■ Exercise goal
Copy out all of the material below word for word, leaving out the pictures.

──────────

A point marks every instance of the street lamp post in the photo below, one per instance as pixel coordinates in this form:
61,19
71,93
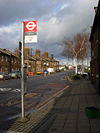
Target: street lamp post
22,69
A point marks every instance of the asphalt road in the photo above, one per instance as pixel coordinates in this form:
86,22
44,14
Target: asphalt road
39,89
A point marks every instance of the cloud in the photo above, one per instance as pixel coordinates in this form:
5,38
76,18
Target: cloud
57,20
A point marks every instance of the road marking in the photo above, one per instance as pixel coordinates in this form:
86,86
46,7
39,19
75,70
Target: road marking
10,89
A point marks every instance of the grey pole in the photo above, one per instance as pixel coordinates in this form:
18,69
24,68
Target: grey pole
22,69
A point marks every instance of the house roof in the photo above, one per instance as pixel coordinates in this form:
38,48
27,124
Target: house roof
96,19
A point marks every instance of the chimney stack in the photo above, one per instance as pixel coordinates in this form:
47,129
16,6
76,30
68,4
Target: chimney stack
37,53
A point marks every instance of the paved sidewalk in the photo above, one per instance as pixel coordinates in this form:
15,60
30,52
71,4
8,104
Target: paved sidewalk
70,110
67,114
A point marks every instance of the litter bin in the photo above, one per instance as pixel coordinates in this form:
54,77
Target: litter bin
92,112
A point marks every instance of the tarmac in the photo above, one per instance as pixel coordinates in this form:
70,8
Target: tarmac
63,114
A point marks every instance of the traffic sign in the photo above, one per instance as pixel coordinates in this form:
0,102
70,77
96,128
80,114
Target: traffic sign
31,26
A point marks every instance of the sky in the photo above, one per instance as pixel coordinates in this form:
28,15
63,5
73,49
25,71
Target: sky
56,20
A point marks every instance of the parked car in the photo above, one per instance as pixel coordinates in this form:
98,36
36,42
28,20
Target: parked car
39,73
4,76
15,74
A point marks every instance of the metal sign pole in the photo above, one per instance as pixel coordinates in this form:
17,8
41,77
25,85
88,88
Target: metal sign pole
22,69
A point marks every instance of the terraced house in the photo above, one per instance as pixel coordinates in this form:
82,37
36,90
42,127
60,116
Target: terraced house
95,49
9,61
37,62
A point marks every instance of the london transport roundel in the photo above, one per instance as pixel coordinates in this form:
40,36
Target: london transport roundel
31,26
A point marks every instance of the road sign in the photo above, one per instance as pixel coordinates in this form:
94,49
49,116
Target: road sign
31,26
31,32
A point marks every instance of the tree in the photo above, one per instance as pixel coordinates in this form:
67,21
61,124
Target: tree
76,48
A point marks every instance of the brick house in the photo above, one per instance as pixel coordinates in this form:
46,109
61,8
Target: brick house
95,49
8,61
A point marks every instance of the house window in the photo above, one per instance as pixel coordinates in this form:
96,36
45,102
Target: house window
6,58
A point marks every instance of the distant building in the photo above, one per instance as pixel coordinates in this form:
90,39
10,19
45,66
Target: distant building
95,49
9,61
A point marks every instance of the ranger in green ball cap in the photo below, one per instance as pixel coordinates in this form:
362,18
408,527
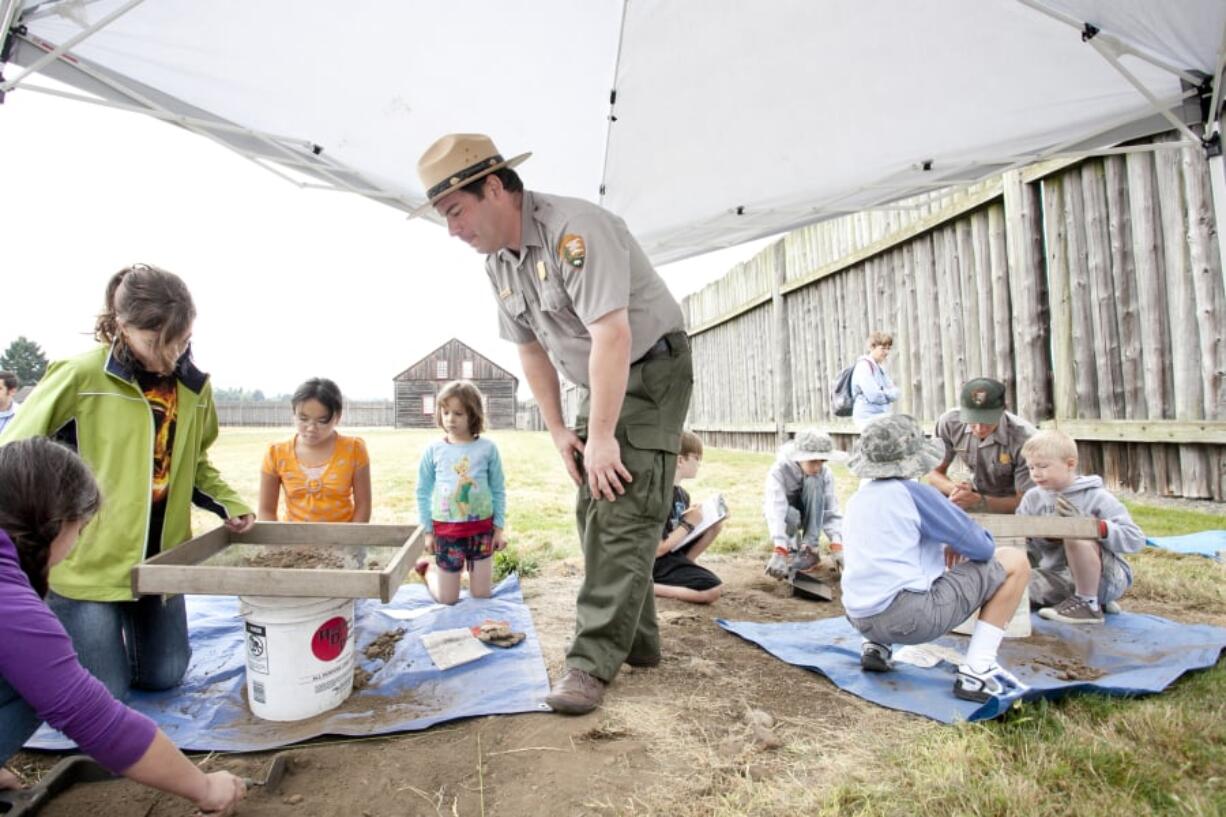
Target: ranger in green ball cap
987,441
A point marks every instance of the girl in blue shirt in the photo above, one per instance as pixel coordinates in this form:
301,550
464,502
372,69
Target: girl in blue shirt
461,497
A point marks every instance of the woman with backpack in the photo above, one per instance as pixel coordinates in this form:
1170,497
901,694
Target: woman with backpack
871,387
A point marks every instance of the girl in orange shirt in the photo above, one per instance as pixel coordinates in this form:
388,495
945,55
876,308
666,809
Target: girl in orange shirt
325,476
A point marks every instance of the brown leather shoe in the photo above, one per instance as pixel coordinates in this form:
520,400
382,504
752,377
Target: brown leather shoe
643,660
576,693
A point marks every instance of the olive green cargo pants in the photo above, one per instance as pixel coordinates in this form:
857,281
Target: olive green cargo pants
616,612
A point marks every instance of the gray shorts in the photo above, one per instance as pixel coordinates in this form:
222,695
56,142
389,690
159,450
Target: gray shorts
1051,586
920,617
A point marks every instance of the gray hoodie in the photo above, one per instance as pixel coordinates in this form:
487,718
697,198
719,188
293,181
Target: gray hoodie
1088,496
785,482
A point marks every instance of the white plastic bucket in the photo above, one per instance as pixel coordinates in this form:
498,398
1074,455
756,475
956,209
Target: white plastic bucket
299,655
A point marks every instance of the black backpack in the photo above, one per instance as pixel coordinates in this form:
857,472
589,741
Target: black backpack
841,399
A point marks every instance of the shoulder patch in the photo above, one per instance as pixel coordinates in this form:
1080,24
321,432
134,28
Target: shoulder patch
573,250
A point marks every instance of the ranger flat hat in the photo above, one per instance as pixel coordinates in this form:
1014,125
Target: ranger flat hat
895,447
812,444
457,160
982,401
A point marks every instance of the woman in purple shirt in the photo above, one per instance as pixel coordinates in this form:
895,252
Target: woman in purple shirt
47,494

──────────

■ Exercise result
A point marks every instance of the street lamp post in the photo below, one per instance as pixel coordinates in this form:
61,19
71,93
Target: street lamp post
22,69
A point marks every instance of the asphalt road in the photo above, one per instance as pixel coordinates in this form:
86,22
44,14
Target: asphalt road
39,89
A point marks every instance of the cloud in the photo above, one per instance as pixel coordinates in this form:
5,38
76,18
Target: cloud
57,20
A point marks every instance of the road marking in the photo above, one per instance as pixel coordinates in this form:
86,86
46,7
39,19
75,70
Target: road marking
10,89
A point marks every instance of the grey pole in the photo above, one per instance as pixel coordinates in this form:
18,69
24,68
Target: grey pole
22,69
A point marks every instance of the house roof in the photo above, one per instance as pixel coordinates in this form:
38,48
27,124
Target: house roof
96,19
A point marks every instance of the chimney stack in the photo above, one per instance as pixel coordinates in this form:
47,129
16,6
76,30
68,4
Target: chimney stack
37,53
A point marks every instance of the paved sidewalk in the photo above, one per instance as pixel coordinates in this form:
15,60
30,52
71,4
8,104
Target: paved sidewalk
70,110
67,114
A point marks every instance of the litter bin in the photo above, one per instance as pixel coordinates in this form:
54,77
Target: litter bin
92,112
A point marks every instance of the tarmac in the photo above, one per instance as pixel coordinates in this form:
70,8
Target: tarmac
63,114
A point marks every instance of the traffic sign in the photo above, one per instance as pixel coordinates in this form:
0,102
70,77
96,128
80,114
Target: traffic sign
31,26
A point marks every instance of the sky in the photo above, one per instance as pixel coordinates in this form:
28,15
63,5
73,49
25,71
Target: sky
56,20
A point marks every instance of the parked car in the photo above, one per instance as pixel coordinates in this form:
98,36
36,42
28,20
Target: parked car
39,73
4,76
15,74
A point marks every instance of the metal sign pole in the photo above, one per instance as pixel coordinates in this form:
17,8
41,77
25,85
88,88
Target: metal sign pole
22,69
A point marks every instance of the terraced house in the photo above, one per instance as pixel coordinates in this form:
82,37
36,90
42,127
60,116
Target: terraced house
95,49
9,61
37,62
A point marks every instance of the london transport roundel in the photo above, one per instance as pixel coordinates in this form:
40,36
Target: london transport roundel
31,26
A point marks every instance of the road sign in the photo above, one per instance as pixel coordinates in this form:
94,49
49,116
Target: road sign
31,26
31,32
A point marks every instance of the tree in the photo above, one per instance as pixel coordinates in this form:
67,21
61,124
Target: tree
76,48
A point marks every instance of the brick house in the photo above, one per instance as pixel coordinates in this form:
46,109
61,8
Target: brick house
95,49
8,61
A point marks every instance of the house window in the photo above, one per instance as pixel coordinates in this form:
96,36
45,102
Target: house window
6,58
A point marks every instance of the distant building in the photo above, one per instance as pixel coordinates in this form:
90,39
10,19
45,66
Target: distant building
95,49
9,61
A point marks every instance of the ranger in green ball cap in the photo below, one per instance as pixel coordinates in this form:
362,18
408,527
Target: ranger in green ball cap
987,441
A point marks every instance of the girl in blue shirt in the photo above, one per instance as pixel coordinates in this form:
301,550
464,502
372,69
Target: girl in blue shirt
461,497
A point marks every instance of the woman with backpack in the photo above, one per instance as pixel coordinates in this form:
1170,497
901,694
Target: woman with backpack
871,387
A point marks every instance of the girl in orange shirt in the photo above, one per instance as pixel coordinates in this form:
388,495
945,55
876,308
666,809
Target: girl in orange shirt
325,476
A point marks every instance of the brown leather shoe in the photo above, one per instance as pixel coordinates in this form:
520,400
382,504
752,377
Target: brown leather shoe
643,660
576,693
A point marks every instance of the olive green cargo pants in the photo above, one per instance as pixel coordinates in this form:
857,281
Target: olive green cargo pants
616,612
A point marks every instance of the gray shorts in the photo above, one per instance as pixel coordinates in this form:
222,695
56,142
389,690
159,450
Target: gray shorts
1051,586
920,617
A point marks every instance of the gray hoodie in the photo above, one per instance as pixel coordinates in this form:
487,718
697,198
719,188
293,181
Target: gray hoodie
1088,496
785,482
A point marks every instance of the white plastic bucket in the photo above, one per instance as pixel coordinates in this form:
498,398
1074,455
756,475
956,209
Target: white plastic bucket
299,655
A point marks every instance of the black backpack in the photo above, one per instance as pixel coordinates in this form:
857,472
589,741
Target: black backpack
841,399
A point marks every instance of the shoulder patch in the photo above, one per instance as pixel coordinates in this form:
1080,24
321,432
134,28
Target: shoulder patch
573,250
A point marks every instance of the ranger flat hat in the photo above, one per instance as pixel coordinates in this form:
1014,125
Target: ranger flat hat
895,447
812,444
457,160
982,401
A point marks every instance of the woman in purple shirt in the photo above, one per instance as pixel coordinates in this form:
895,252
Target: woman in purple shirt
47,494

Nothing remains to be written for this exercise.